* WHAT IS EXPECTED: Copy the listing from the line containing "such as [256,243]." through the end of the listing, renaming "lamp post" to "street lamp" and leaving everything else unchanged.

* SUPPLIED DATA:
::::::

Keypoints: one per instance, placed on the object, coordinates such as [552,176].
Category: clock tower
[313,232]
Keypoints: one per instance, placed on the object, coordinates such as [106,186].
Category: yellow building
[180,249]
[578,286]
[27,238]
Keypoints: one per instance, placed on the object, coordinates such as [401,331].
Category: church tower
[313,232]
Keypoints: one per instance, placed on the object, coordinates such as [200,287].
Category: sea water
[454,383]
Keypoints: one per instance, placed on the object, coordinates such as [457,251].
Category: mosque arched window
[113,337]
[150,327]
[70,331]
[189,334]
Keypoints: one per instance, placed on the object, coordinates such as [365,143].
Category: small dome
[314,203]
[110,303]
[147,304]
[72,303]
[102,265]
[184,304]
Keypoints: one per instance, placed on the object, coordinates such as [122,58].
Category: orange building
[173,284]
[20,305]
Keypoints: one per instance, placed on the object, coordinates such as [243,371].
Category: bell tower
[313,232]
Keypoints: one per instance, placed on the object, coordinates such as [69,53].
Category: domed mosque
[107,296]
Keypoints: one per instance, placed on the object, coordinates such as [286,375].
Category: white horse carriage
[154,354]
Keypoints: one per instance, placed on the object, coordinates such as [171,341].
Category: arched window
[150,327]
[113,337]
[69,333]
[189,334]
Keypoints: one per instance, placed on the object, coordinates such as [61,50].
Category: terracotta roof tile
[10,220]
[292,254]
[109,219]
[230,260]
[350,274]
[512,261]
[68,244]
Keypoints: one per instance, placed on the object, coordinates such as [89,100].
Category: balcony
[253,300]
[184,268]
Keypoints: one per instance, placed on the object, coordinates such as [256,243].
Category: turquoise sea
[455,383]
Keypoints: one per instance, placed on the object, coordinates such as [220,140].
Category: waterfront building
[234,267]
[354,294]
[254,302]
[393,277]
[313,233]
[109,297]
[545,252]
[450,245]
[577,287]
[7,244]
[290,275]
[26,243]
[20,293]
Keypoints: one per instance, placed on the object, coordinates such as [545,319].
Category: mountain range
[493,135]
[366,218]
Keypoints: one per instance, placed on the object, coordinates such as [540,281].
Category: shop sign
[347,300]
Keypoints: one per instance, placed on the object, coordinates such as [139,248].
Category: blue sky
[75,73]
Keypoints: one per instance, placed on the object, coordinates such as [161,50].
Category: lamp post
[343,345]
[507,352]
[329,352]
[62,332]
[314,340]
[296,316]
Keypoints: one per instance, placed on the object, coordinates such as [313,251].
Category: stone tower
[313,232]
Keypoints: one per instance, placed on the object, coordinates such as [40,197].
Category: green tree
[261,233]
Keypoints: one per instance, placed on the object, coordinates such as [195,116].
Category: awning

::::::

* TASK OUTPUT:
Keypoints: one per instance, placed on the object, coordinates such as [256,243].
Category: turquoise sea
[455,383]
Keypoints: one per instance, placed on the object, coordinates such as [220,140].
Category: waterfront building
[234,267]
[354,294]
[254,302]
[393,277]
[313,233]
[109,297]
[545,252]
[450,245]
[577,287]
[7,244]
[290,275]
[26,243]
[20,293]
Keypoints: one per instance, placed on the object, coordinates such as [545,319].
Category: mountain range
[493,135]
[366,218]
Keypoints: one per instance, placed on the object, coordinates such as [540,281].
Category: shop sign
[347,300]
Keypoints: one per instance, placed on the object, coordinates such as [139,248].
Category: blue sky
[75,73]
Keypoints: one per instance, placed on the object, coordinates such as [161,50].
Category: street lamp
[343,345]
[507,352]
[329,352]
[62,332]
[314,340]
[296,316]
Keypoints: one per instance, placed on the object, coordinates such as [313,251].
Category: stone tower
[313,232]
Keypoints: one per instance, placed on the object, coordinates such as [40,197].
Category: green tree
[261,233]
Keypoints: one per instance, placed on the object, coordinates such as [195,116].
Category: awning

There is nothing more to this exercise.